## [Entries shown]
------

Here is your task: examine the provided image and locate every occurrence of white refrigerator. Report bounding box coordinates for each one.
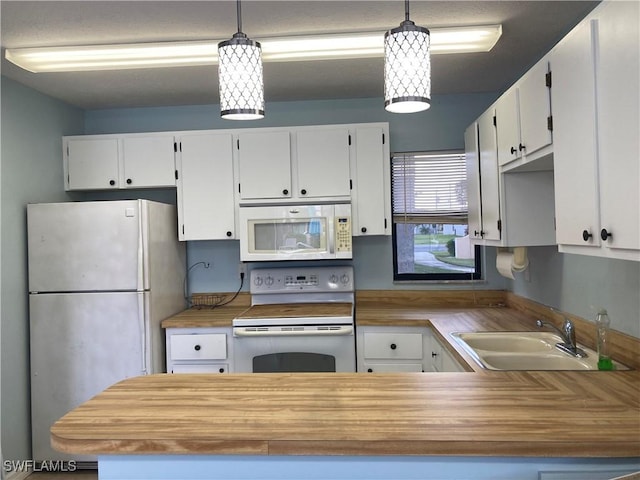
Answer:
[27,200,186,462]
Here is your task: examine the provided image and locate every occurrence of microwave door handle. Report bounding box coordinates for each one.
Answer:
[233,326,353,337]
[327,217,336,255]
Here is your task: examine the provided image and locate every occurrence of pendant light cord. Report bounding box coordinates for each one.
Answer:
[236,0,244,33]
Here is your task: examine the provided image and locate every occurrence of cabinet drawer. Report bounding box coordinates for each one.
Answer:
[364,363,423,373]
[364,333,422,360]
[171,363,229,373]
[170,333,227,360]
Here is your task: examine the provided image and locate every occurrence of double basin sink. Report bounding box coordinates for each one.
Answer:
[450,332,626,370]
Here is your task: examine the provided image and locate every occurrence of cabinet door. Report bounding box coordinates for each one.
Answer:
[364,362,423,373]
[518,59,551,155]
[364,332,422,360]
[478,109,502,240]
[496,87,522,165]
[65,138,119,190]
[237,131,291,200]
[296,128,351,198]
[176,133,235,240]
[594,2,640,253]
[550,19,600,245]
[352,126,391,236]
[169,363,229,373]
[122,135,176,188]
[464,122,483,239]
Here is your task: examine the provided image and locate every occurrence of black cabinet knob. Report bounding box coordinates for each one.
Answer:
[600,228,613,242]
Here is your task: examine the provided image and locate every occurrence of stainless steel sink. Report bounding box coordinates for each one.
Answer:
[452,332,562,352]
[450,332,627,370]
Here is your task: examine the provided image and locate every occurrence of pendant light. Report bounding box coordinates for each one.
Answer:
[218,0,264,120]
[384,0,431,113]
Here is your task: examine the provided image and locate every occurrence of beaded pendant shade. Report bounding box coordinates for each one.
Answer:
[384,0,431,113]
[218,0,264,120]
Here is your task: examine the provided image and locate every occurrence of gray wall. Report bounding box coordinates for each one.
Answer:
[0,77,84,460]
[85,94,506,292]
[507,247,640,338]
[0,77,640,466]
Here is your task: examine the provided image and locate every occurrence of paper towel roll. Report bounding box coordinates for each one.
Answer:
[511,247,529,272]
[496,251,515,280]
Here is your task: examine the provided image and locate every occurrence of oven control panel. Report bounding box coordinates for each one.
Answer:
[250,266,353,294]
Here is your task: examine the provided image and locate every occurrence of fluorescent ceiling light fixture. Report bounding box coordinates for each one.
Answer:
[5,25,502,73]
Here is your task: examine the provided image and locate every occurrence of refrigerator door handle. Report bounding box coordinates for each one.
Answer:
[137,200,147,292]
[137,293,149,375]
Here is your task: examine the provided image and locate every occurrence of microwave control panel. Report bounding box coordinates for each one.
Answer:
[335,217,351,253]
[250,266,354,294]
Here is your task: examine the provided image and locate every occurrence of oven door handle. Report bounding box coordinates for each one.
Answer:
[233,326,353,337]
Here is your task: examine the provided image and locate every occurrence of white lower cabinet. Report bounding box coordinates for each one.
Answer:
[428,335,465,372]
[166,327,233,373]
[356,326,464,373]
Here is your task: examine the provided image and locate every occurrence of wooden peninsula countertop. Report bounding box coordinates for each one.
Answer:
[51,295,640,457]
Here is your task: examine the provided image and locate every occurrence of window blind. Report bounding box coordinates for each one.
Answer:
[391,151,468,224]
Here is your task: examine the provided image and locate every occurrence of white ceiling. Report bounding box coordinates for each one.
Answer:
[0,0,598,109]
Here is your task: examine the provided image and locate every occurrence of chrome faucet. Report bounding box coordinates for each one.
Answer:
[536,317,587,358]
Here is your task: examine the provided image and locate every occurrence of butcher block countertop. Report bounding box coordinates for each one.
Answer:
[51,292,640,457]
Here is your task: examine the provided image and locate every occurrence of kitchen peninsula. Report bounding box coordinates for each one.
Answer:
[51,295,640,480]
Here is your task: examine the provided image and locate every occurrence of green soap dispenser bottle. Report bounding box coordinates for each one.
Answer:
[596,308,614,370]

------

## [Problem statement]
Rewrite all the data above with "locate" swapped for "find" and nothing else changed, leaving out the pictures.

## [Answer for this exercise]
Here is your task: examine the provided image and find every occurrence of white refrigerator. Report bounding box coordinates for each one.
Answer:
[27,200,186,462]
Here is your task: examine the provided image and find every occurrence of microwave door handle. Report bounding box coordinates for each one.
Answer:
[233,326,353,337]
[327,217,336,255]
Here is your task: examine the provided image and find every occurrence of pendant light cord. Report bounding box coordinates for each one.
Answer:
[236,0,244,33]
Here is your task: examine the provided image and find every occurrence of cabinet drawer. Report bounding box coordinates for each one.
Answer:
[364,363,423,373]
[364,333,422,360]
[171,363,229,373]
[170,333,227,360]
Here is your task: examine the provided image and find every occurrence of double basin sink. Report bounding box coordinates for each one.
Answer:
[450,332,626,370]
Here is your task: examine the provided image and find every occurrence of cabinet door. Report bounding box coordinates for each one.
Answer:
[364,362,423,373]
[518,59,551,155]
[364,332,422,360]
[478,109,502,240]
[496,87,522,165]
[65,138,119,190]
[237,131,291,200]
[296,128,351,198]
[176,133,235,240]
[594,2,640,253]
[550,19,600,245]
[352,126,391,236]
[169,363,229,373]
[122,135,176,188]
[464,122,483,239]
Here is your task: examine the provided image and find every occurrence of black cabinet knob. Report bounding box coordinates for each one.
Answer:
[600,228,613,242]
Here is your task: examine the provided image and find every occurrence of stainless steel sink. Report bounding box coordinates for each one.
Answer:
[452,332,562,352]
[450,332,627,370]
Here is your task: examine the provided image and find every occurrence of pendant light. Report bounding box coordinates for each one.
Answer:
[218,0,264,120]
[384,0,431,113]
Here is your task: examine the provided image and find every occurrence of beaded pendant shade. Report bounding box coordinates for each one.
Answer:
[384,0,431,113]
[218,0,264,120]
Here is your task: examine the provided image and find every occurrence of gray wall. Report bounding box coordinates for each one.
Answer:
[0,77,84,460]
[85,94,506,292]
[507,247,640,338]
[0,77,640,466]
Here is your task: examine the provided image and find every occurrence of paper towel roll. Report bounding box coordinates for each one.
Answer:
[511,247,529,272]
[496,251,515,280]
Here is your task: examine the provided image and find every occurrence of oven control panel. Report bounding box coordinates for each one.
Answer:
[250,266,353,294]
Here is your task: examine the provided image and find every occurrence of fluorescent ceiling light fixture. Report bounding box coordinates for each one.
Answer:
[5,25,502,73]
Here is your task: examine the provided image and find every occurrence of refrigerator door handle. Report bounding box coordinates for each one.
Answer:
[137,200,147,292]
[137,293,149,375]
Here is your task: examine the provided image and find every occurrence of microwave control panel. Report bounding box coordinates for each one.
Answer:
[335,217,351,253]
[250,266,354,294]
Here is your task: examine the provided image and find every occurrence of oven door handle. Report bounding box coordinates for each one.
Answer:
[233,326,353,337]
Here is your task: examine the provided image and find every occurrence of white lower cabinet. Report bounding box coordinates for each one.
Answer:
[428,335,465,372]
[166,327,233,373]
[356,326,464,373]
Here is your task: examine the provided image and find every occurrence of wooden peninsula countertop. Report bounding box coordinates for each one.
Answer:
[51,295,640,457]
Here is your task: examine the provided image and find every occurrence of window blind. Report bounding box coordinates for each one.
Answer:
[391,151,468,224]
Here is your task: examine the provided image and find every occurrence of white ceiling. Report bounding box coordinates for each one.
Answer:
[0,0,598,109]
Here is your task: examine the provided image and find every occurrence of chrome faucet. Report bounding box coordinates for each one.
Answer:
[536,317,587,358]
Here is your task: examine the provided image and find every occurrence of butcher block countertop. Report bounding box coordinates for each one.
Answer:
[51,292,640,457]
Here is your task: examine the provided image and find every occurrence of kitchen peninsula. Report bounding box coordinates for each one.
Answer:
[51,295,640,480]
Here is your task: examine the provided image and find every occurrence of green soap dispenser bottle. Report bounding box coordinates for each one.
Answer:
[596,308,614,370]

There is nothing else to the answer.